Task goal = Pull out every line of the listing below that contains the string "beach", matching case exactly.

Given records =
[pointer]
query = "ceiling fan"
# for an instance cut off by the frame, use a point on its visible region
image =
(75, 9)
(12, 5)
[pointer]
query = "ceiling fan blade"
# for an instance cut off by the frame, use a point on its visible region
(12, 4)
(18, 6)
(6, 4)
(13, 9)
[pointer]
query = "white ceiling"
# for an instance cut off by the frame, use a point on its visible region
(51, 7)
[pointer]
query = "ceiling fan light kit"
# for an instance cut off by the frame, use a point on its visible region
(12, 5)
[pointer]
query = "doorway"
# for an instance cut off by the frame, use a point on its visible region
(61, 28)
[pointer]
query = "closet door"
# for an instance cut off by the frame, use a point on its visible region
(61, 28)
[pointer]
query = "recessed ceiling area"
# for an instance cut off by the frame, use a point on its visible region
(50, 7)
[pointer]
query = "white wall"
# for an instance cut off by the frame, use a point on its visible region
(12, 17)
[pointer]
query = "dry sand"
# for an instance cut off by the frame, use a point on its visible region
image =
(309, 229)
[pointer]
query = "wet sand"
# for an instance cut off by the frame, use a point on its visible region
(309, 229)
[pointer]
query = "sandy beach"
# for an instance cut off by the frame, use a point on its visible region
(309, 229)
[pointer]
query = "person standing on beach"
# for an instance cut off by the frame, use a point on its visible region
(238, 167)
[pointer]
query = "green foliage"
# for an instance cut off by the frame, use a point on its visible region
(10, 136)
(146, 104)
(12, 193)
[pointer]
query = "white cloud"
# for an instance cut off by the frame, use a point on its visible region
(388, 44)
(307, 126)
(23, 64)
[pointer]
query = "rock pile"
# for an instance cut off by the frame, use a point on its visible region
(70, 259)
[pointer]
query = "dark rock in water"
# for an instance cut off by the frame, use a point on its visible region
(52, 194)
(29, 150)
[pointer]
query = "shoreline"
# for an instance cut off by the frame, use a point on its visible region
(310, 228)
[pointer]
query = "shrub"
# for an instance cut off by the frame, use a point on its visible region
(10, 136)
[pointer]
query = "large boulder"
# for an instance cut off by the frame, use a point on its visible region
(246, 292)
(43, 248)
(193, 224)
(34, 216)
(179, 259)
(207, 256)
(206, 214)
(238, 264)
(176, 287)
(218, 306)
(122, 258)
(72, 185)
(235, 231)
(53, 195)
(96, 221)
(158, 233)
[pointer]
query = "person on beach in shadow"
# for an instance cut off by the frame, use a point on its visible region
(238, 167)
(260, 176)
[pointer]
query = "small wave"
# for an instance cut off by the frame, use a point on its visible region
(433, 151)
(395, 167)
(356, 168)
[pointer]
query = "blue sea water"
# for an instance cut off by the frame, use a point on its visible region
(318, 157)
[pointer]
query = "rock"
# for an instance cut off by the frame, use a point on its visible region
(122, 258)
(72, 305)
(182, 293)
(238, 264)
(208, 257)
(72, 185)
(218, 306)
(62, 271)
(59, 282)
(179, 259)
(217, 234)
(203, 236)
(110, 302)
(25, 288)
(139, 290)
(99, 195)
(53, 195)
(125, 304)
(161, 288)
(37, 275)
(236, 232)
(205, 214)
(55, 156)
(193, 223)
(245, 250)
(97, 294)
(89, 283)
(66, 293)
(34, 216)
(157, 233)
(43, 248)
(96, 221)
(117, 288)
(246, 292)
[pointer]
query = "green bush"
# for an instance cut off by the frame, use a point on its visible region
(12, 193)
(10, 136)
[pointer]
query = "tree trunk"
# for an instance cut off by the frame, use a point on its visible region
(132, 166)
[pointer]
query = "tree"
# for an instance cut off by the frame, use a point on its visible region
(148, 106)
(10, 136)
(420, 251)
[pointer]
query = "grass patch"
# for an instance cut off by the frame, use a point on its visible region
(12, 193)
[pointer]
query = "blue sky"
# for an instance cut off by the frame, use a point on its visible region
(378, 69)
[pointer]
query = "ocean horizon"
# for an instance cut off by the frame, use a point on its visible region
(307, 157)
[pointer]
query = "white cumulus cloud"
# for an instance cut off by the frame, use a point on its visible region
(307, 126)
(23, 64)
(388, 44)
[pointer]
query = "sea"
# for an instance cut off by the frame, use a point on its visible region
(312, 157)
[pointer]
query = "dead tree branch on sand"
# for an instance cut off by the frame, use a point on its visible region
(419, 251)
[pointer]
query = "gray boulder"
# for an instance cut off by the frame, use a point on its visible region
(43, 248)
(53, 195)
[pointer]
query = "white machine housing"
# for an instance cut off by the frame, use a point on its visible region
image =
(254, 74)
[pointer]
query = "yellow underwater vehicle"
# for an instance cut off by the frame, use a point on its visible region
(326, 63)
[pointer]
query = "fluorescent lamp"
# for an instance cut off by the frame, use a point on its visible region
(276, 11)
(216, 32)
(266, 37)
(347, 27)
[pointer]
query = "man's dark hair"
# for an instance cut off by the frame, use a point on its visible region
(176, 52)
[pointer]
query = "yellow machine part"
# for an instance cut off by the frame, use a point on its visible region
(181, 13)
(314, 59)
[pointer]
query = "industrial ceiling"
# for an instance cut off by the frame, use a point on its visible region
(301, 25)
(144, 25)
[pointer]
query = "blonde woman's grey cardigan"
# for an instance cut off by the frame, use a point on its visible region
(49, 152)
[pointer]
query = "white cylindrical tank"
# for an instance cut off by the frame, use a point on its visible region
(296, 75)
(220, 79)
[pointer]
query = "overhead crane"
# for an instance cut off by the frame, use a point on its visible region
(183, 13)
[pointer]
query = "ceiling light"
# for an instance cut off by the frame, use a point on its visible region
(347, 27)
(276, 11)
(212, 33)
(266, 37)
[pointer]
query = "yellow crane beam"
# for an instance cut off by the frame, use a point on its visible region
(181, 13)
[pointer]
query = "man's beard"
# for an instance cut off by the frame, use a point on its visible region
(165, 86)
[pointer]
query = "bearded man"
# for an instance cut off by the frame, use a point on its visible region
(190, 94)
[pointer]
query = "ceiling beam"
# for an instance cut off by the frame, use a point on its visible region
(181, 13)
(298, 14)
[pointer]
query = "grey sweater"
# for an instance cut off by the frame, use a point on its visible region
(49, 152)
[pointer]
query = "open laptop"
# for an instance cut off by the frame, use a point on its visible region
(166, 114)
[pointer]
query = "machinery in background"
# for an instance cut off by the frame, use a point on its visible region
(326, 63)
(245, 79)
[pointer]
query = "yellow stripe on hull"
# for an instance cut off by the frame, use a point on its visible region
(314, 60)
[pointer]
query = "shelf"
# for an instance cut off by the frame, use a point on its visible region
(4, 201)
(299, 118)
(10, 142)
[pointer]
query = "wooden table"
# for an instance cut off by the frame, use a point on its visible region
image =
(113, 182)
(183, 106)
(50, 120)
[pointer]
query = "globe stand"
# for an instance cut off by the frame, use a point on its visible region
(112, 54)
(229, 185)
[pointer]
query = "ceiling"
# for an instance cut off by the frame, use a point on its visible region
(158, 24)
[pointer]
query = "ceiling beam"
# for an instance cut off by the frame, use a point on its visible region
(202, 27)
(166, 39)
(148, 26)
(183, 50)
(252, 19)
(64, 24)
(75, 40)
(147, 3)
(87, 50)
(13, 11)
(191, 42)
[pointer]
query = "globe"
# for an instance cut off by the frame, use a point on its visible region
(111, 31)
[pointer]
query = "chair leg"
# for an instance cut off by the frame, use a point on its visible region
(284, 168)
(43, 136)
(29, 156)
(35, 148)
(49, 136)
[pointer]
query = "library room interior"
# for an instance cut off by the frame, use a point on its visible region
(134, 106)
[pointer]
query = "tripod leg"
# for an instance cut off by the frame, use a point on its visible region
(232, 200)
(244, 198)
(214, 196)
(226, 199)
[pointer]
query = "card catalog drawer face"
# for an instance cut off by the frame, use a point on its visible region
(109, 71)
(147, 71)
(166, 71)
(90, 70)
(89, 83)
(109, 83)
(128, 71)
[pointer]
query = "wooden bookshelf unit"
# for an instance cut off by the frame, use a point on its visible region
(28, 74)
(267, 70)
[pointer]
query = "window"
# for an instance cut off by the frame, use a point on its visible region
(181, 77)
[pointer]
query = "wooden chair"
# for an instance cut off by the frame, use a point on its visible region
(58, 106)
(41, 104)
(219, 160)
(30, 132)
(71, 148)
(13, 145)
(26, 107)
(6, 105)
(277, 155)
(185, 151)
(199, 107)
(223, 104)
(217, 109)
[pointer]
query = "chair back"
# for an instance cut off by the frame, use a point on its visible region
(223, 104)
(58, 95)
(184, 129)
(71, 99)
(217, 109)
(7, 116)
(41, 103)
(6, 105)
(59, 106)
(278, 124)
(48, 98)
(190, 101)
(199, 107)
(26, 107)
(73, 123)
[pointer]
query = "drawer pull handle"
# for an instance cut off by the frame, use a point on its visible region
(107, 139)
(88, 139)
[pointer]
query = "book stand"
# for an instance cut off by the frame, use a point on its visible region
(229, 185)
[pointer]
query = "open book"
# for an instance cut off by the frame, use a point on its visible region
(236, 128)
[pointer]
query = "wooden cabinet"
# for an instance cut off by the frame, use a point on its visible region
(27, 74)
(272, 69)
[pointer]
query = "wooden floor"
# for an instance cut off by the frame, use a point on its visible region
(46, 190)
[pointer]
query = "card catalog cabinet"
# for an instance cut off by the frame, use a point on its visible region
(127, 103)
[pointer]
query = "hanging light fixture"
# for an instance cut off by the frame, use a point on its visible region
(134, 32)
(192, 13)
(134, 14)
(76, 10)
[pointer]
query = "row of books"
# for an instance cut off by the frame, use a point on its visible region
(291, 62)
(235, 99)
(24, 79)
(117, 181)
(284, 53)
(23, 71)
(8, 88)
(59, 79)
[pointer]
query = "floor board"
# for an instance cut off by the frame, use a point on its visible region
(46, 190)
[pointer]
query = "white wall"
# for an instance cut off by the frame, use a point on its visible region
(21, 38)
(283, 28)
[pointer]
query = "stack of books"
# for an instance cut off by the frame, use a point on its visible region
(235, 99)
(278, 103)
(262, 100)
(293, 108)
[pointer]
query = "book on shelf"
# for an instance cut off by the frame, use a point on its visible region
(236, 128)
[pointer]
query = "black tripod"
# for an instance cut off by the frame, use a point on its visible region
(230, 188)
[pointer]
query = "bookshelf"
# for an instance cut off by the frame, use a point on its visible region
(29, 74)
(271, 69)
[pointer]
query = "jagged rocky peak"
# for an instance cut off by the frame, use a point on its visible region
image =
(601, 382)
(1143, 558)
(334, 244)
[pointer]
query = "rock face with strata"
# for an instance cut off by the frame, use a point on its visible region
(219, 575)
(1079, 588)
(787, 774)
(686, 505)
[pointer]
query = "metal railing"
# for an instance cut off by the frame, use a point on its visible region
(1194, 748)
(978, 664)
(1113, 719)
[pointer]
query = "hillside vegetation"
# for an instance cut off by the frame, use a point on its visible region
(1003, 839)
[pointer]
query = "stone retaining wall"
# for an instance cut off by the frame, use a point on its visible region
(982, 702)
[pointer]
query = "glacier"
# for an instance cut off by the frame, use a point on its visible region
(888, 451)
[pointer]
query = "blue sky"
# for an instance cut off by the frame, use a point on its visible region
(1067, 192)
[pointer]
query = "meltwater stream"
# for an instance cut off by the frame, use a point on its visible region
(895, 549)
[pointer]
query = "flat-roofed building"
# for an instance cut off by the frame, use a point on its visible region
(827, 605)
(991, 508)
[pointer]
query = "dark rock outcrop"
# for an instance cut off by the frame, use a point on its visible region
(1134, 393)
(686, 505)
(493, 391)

Completed task =
query = "sandy beach"
query = "person standing on beach"
query = "person on beach in shadow"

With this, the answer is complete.